Within the entries below, find the portion that opens with the line containing "Target: building facade" and closes with the line containing "Target: blue striped shirt". Retype that portion exactly and only.

Supplied material –
________
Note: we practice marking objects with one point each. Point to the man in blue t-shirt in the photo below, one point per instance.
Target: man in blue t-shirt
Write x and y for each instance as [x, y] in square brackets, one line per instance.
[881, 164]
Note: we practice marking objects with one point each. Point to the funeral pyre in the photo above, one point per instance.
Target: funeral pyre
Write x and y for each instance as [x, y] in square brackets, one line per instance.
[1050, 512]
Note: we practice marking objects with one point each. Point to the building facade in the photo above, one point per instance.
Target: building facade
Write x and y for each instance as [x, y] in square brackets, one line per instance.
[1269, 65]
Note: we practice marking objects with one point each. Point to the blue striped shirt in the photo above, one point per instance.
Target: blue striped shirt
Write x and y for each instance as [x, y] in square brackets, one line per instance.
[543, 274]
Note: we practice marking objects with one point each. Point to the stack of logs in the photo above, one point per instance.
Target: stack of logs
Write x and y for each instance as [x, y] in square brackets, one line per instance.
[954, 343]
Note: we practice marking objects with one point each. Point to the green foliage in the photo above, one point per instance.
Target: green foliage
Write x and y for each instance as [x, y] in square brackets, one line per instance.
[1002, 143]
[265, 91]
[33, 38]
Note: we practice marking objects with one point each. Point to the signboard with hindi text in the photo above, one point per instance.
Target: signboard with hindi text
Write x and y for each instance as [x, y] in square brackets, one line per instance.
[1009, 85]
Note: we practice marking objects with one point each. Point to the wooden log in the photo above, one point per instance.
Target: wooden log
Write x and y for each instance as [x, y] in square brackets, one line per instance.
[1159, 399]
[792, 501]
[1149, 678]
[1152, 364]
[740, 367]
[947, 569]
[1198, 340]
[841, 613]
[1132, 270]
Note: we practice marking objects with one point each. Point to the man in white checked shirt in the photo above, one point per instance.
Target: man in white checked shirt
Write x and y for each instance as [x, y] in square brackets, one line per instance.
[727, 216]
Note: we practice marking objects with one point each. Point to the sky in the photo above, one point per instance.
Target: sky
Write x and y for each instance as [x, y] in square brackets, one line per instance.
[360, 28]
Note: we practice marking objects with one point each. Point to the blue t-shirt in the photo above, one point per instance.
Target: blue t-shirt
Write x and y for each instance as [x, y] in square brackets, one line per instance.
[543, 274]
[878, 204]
________
Result below –
Target: building facade
Write x and y for each instance as [x, y] in square brackets, one line per instance.
[1269, 65]
Note: we practice marking objects with one point each. Point to the blue striped shirt in the photo above, one point per instance.
Target: blue striped shirt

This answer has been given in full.